Labeled-object pointing records:
= = =

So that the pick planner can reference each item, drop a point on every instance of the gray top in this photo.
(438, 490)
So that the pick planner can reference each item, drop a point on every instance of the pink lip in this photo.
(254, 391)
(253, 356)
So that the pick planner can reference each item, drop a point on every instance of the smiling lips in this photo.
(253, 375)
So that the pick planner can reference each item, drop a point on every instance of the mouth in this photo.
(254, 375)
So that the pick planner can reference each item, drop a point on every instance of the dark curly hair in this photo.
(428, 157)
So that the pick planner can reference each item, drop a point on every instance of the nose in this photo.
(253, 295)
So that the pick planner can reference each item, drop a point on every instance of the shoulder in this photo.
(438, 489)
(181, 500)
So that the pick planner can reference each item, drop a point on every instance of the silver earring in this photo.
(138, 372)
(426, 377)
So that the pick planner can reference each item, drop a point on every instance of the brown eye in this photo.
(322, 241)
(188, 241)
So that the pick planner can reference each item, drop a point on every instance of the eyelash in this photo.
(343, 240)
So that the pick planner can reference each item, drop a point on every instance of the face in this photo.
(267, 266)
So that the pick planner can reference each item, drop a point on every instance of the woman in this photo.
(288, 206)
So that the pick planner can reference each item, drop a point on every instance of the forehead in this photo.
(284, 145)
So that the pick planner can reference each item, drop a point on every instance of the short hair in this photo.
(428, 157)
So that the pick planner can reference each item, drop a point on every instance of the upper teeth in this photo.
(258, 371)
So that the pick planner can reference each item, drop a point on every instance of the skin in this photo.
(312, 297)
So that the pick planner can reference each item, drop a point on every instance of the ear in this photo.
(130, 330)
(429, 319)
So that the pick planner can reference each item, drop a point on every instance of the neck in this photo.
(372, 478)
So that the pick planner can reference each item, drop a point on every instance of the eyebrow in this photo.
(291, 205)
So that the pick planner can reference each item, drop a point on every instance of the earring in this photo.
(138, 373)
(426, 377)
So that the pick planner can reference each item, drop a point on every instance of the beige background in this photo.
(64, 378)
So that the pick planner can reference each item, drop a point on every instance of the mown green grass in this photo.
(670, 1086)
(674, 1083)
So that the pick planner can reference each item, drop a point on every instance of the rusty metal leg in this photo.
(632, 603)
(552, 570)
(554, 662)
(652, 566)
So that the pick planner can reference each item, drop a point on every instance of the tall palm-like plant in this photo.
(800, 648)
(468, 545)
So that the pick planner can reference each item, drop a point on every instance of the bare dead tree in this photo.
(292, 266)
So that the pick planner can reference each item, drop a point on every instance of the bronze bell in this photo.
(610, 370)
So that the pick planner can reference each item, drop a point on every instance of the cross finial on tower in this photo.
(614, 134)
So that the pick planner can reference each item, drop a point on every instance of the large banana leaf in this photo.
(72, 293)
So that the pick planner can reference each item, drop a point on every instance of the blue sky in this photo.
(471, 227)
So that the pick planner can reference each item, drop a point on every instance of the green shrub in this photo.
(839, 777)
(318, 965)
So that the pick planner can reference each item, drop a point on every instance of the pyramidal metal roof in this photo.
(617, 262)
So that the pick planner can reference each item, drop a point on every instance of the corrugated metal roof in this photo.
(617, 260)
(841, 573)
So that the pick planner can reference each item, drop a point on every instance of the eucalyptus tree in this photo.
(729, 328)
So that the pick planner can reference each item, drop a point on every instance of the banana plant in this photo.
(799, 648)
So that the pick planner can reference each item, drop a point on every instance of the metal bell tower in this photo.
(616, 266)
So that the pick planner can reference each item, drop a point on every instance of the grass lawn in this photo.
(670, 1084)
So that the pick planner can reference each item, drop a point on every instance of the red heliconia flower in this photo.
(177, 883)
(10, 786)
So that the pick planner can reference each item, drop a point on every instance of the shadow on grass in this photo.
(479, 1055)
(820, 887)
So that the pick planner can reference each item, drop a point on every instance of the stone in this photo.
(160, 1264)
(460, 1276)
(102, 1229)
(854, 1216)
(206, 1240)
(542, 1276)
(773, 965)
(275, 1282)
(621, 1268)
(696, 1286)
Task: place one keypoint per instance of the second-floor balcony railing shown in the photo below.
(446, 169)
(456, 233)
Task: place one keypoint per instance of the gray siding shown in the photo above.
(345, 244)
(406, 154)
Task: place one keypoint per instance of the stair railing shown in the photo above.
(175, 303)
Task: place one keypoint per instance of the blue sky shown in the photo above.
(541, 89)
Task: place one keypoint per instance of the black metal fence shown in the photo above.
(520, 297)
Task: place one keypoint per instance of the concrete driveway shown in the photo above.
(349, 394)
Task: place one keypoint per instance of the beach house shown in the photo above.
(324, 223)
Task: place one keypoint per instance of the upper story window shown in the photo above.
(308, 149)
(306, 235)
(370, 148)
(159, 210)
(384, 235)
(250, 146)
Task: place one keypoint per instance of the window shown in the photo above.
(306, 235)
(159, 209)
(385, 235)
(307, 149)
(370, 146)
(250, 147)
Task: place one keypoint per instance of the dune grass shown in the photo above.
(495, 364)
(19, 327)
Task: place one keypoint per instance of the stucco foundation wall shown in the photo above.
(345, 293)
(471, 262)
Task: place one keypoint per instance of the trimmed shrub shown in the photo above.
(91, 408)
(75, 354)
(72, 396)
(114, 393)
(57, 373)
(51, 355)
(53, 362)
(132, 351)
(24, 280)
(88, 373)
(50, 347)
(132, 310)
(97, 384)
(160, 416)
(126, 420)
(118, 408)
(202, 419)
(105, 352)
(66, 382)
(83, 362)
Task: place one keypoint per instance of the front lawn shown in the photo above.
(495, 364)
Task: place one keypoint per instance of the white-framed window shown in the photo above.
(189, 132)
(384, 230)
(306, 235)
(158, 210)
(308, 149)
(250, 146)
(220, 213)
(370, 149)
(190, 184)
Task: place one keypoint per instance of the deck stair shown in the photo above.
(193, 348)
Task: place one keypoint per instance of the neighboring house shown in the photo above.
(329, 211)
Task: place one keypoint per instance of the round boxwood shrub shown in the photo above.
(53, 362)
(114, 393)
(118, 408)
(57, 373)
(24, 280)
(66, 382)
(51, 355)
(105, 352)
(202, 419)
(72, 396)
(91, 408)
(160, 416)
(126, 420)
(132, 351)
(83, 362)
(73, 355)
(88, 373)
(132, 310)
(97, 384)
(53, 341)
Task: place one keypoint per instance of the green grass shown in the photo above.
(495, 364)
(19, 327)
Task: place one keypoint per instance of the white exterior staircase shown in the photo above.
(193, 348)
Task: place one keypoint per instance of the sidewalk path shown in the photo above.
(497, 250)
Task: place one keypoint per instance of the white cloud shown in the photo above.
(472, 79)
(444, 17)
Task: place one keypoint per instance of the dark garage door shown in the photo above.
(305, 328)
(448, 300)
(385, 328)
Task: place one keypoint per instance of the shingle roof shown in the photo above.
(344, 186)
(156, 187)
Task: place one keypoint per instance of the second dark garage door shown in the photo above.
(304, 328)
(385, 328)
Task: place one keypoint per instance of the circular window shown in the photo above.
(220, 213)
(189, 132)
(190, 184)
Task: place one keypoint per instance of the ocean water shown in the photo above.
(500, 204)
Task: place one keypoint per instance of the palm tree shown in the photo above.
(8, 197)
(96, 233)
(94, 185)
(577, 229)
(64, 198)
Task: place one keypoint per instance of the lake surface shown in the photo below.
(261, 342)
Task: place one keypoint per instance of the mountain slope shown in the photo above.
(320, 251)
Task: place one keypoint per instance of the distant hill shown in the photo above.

= = =

◆ WHAT NEEDS TO BE DONE
Lay out every line of the records above as a Markdown table with a "No." column for the row number and an "Entry" column for the line. Leave out blank lines.

◆ WRITTEN ANSWER
| No. | Entry |
|---|---|
| 1 | So that the pick planner can reference each item, drop a point on every instance of the gray top in this photo. |
| 2 | (438, 490) |
| 3 | So that the pick planner can reference each item, drop a point on every instance of the pink lip in this photo. |
| 4 | (254, 391) |
| 5 | (253, 356) |
| 6 | So that the pick planner can reference each item, drop a point on every instance of the smiling lips in this photo. |
| 7 | (253, 375) |
| 8 | So that the pick planner can reference each item, drop a point on every instance of the mouth in this photo. |
| 9 | (254, 375) |
| 10 | So that the pick planner can reference each item, drop a point on every instance of the dark curly hair in this photo. |
| 11 | (428, 157) |
| 12 | So that the pick planner can reference each item, drop a point on every instance of the nose in this photo. |
| 13 | (253, 295) |
| 14 | So that the pick planner can reference each item, drop a point on every instance of the shoulder in this photo. |
| 15 | (438, 489) |
| 16 | (181, 500) |
| 17 | So that the pick planner can reference each item, drop a point on every instance of the silver earring in this photo. |
| 18 | (138, 372) |
| 19 | (426, 377) |
| 20 | So that the pick planner can reference each item, drop a point on every instance of the brown eye in this photo. |
| 21 | (322, 241) |
| 22 | (188, 241) |
| 23 | So that the pick planner can reference each item, drop a point on every instance of the eyelash in this photo. |
| 24 | (343, 240) |
| 25 | So that the pick planner can reference each item, drop a point on every instance of the face in this photo. |
| 26 | (267, 266) |
| 27 | So that the pick planner can reference each item, drop a point on every instance of the woman in this photo. |
| 28 | (288, 206) |
| 29 | So that the pick planner can reference each item, drop a point on every instance of the forehead in this photo. |
| 30 | (284, 145) |
| 31 | So that the pick planner can reference each item, drop a point on every instance of the short hair in this photo. |
| 32 | (428, 157) |
| 33 | So that the pick planner can reference each item, drop a point on every instance of the upper teeth in this photo. |
| 34 | (258, 371) |
| 35 | So that the pick planner can reference each item, drop a point on every instance of the skin in this photo. |
| 36 | (312, 297) |
| 37 | So that the pick planner can reference each item, drop a point on every instance of the ear in this photo. |
| 38 | (130, 330) |
| 39 | (429, 319) |
| 40 | So that the pick planner can reference each item, drop a point on every instance of the neck in this photo. |
| 41 | (372, 478) |
| 42 | So that the pick planner can reference each item, drop a point on every instance of the eyebrow in this photo. |
| 43 | (291, 205) |
| 44 | So that the pick planner can reference each item, drop a point on every instance of the earring in this photo. |
| 45 | (138, 373) |
| 46 | (426, 377) |
| 47 | So that the pick planner can reference each item, drop a point on every instance of the beige background in this photo. |
| 48 | (64, 378) |
| 49 | So that the pick planner can reference each item, drop a point on every instance of the mown green grass in this photo. |
| 50 | (670, 1086) |
| 51 | (674, 1083) |
| 52 | So that the pick planner can reference each item, drop a point on every instance of the rusty metal leg in this photo. |
| 53 | (632, 603) |
| 54 | (552, 570) |
| 55 | (554, 662) |
| 56 | (652, 566) |
| 57 | So that the pick planner can reference each item, drop a point on every instance of the tall palm-like plant in this photo. |
| 58 | (800, 648) |
| 59 | (468, 545) |
| 60 | So that the pick planner can reference each item, drop a point on every instance of the bare dead tree in this photo. |
| 61 | (292, 266) |
| 62 | So that the pick planner can reference each item, drop a point on every instance of the bronze bell in this photo. |
| 63 | (610, 370) |
| 64 | So that the pick planner can reference each item, drop a point on every instance of the cross finial on tower in this photo. |
| 65 | (614, 134) |
| 66 | So that the pick planner can reference each item, drop a point on every instance of the large banana leaf in this photo. |
| 67 | (72, 293) |
| 68 | So that the pick planner can reference each item, drop a point on every instance of the blue sky in this photo. |
| 69 | (471, 227) |
| 70 | So that the pick planner can reference each item, drop a point on every instance of the green shrub in this photo. |
| 71 | (839, 777) |
| 72 | (318, 965) |
| 73 | So that the pick planner can reference each item, drop a point on every instance of the pyramidal metal roof in this photo. |
| 74 | (617, 262) |
| 75 | So that the pick planner can reference each item, drop a point on every instance of the corrugated metal roof in this photo. |
| 76 | (617, 260) |
| 77 | (841, 573) |
| 78 | So that the pick planner can reference each item, drop a point on every instance of the eucalyptus tree in this photo. |
| 79 | (729, 328) |
| 80 | So that the pick planner can reference each item, drop a point on every instance of the banana plant in this photo. |
| 81 | (799, 648) |
| 82 | So that the pick planner can reference each item, drop a point on every instance of the metal bell tower in this photo. |
| 83 | (616, 266) |
| 84 | So that the pick planner can reference each item, drop a point on every instance of the grass lawn in this photo. |
| 85 | (670, 1084) |
| 86 | So that the pick planner can reference each item, drop a point on every instance of the red heliconia flower in this photo. |
| 87 | (177, 883) |
| 88 | (10, 786) |
| 89 | So that the pick planner can reference each item, drop a point on every instance of the shadow on grass in this photo. |
| 90 | (479, 1055) |
| 91 | (820, 887) |
| 92 | So that the pick planner can reference each item, drop a point on every instance of the stone in this photo. |
| 93 | (160, 1264) |
| 94 | (460, 1276) |
| 95 | (102, 1229) |
| 96 | (854, 1216) |
| 97 | (206, 1240) |
| 98 | (542, 1276) |
| 99 | (773, 965) |
| 100 | (275, 1282) |
| 101 | (621, 1268) |
| 102 | (696, 1286) |
| 103 | Task: place one keypoint per instance of the second-floor balcony railing shown in the photo below. |
| 104 | (446, 169) |
| 105 | (456, 233) |
| 106 | Task: place one keypoint per instance of the gray siding shown in the photo above. |
| 107 | (345, 244) |
| 108 | (406, 154) |
| 109 | Task: place one keypoint per instance of the stair railing shown in the photo above. |
| 110 | (175, 303) |
| 111 | Task: place one keypoint per instance of the blue sky shown in the photo above. |
| 112 | (541, 89) |
| 113 | Task: place one keypoint per instance of the black metal fence shown in the photo above. |
| 114 | (520, 297) |
| 115 | Task: place one keypoint per instance of the concrete driveway shown in the photo above. |
| 116 | (349, 394) |
| 117 | Task: place one keypoint per instance of the beach house shown in the photo above. |
| 118 | (324, 223) |
| 119 | Task: place one keypoint per instance of the upper story window shown in the photo above. |
| 120 | (308, 149) |
| 121 | (306, 235) |
| 122 | (370, 148) |
| 123 | (159, 210) |
| 124 | (384, 235) |
| 125 | (250, 146) |
| 126 | Task: place one keypoint per instance of the window shown in the photo above. |
| 127 | (306, 235) |
| 128 | (159, 209) |
| 129 | (385, 235) |
| 130 | (307, 149) |
| 131 | (370, 146) |
| 132 | (250, 147) |
| 133 | Task: place one keypoint per instance of the dune grass shown in the photo above. |
| 134 | (495, 364) |
| 135 | (19, 327) |
| 136 | Task: place one keypoint per instance of the stucco foundation wall shown in the photo above. |
| 137 | (345, 293) |
| 138 | (471, 262) |
| 139 | Task: place one keypoint per instance of the trimmed shrub shown in the photo above. |
| 140 | (91, 408) |
| 141 | (75, 354) |
| 142 | (72, 396) |
| 143 | (114, 393) |
| 144 | (57, 373) |
| 145 | (51, 355) |
| 146 | (53, 362) |
| 147 | (132, 351) |
| 148 | (24, 280) |
| 149 | (88, 373) |
| 150 | (50, 347) |
| 151 | (132, 310) |
| 152 | (97, 384) |
| 153 | (160, 416) |
| 154 | (126, 420) |
| 155 | (118, 408) |
| 156 | (202, 419) |
| 157 | (105, 352) |
| 158 | (66, 382) |
| 159 | (83, 362) |
| 160 | Task: place one keypoint per instance of the front lawn shown in the photo above. |
| 161 | (495, 364) |
| 162 | Task: place one keypoint per instance of the white-framed window shown in the photo above. |
| 163 | (189, 132) |
| 164 | (384, 230) |
| 165 | (306, 235) |
| 166 | (158, 210) |
| 167 | (308, 149) |
| 168 | (250, 146) |
| 169 | (220, 213) |
| 170 | (370, 149) |
| 171 | (190, 184) |
| 172 | Task: place one keypoint per instance of the deck stair shown in the photo above. |
| 173 | (193, 348) |
| 174 | Task: place one keypoint per instance of the neighboring house shown in the photo above. |
| 175 | (329, 211) |
| 176 | Task: place one keypoint per instance of the round boxwood shrub shown in the photo above. |
| 177 | (53, 362) |
| 178 | (114, 393) |
| 179 | (118, 408) |
| 180 | (57, 373) |
| 181 | (24, 280) |
| 182 | (66, 382) |
| 183 | (51, 355) |
| 184 | (105, 352) |
| 185 | (202, 419) |
| 186 | (72, 396) |
| 187 | (91, 408) |
| 188 | (160, 416) |
| 189 | (126, 420) |
| 190 | (132, 351) |
| 191 | (83, 362) |
| 192 | (73, 355) |
| 193 | (88, 373) |
| 194 | (132, 310) |
| 195 | (97, 384) |
| 196 | (53, 341) |
| 197 | Task: place one keypoint per instance of the green grass shown in the photo above. |
| 198 | (495, 364) |
| 199 | (19, 327) |
| 200 | Task: place one keypoint per instance of the white exterior staircase shown in the photo above. |
| 201 | (193, 348) |
| 202 | Task: place one keypoint per instance of the sidewalk path shown in the photo above. |
| 203 | (497, 250) |
| 204 | Task: place one keypoint per instance of the white cloud shown in the photo above. |
| 205 | (472, 79) |
| 206 | (444, 17) |
| 207 | Task: place one keypoint per instance of the dark garage door shown in the photo above. |
| 208 | (305, 328) |
| 209 | (448, 300) |
| 210 | (385, 328) |
| 211 | Task: place one keypoint per instance of the shingle roof shown in the photo above. |
| 212 | (344, 186) |
| 213 | (156, 187) |
| 214 | Task: place one keypoint per instance of the second dark garage door shown in the photo above. |
| 215 | (304, 328) |
| 216 | (385, 328) |
| 217 | Task: place one keypoint per instance of the circular window shown in the photo above. |
| 218 | (220, 213) |
| 219 | (189, 132) |
| 220 | (190, 184) |
| 221 | Task: place one keypoint per instance of the ocean water shown in the photo above. |
| 222 | (500, 204) |
| 223 | Task: place one keypoint per instance of the palm tree shown in the photo above. |
| 224 | (8, 197) |
| 225 | (96, 233) |
| 226 | (94, 185) |
| 227 | (577, 229) |
| 228 | (64, 198) |
| 229 | Task: place one keypoint per instance of the lake surface shown in the photo below. |
| 230 | (261, 342) |
| 231 | Task: place one keypoint per instance of the mountain slope shown in the photo above. |
| 232 | (320, 251) |
| 233 | Task: place one keypoint per instance of the distant hill shown in the photo above. |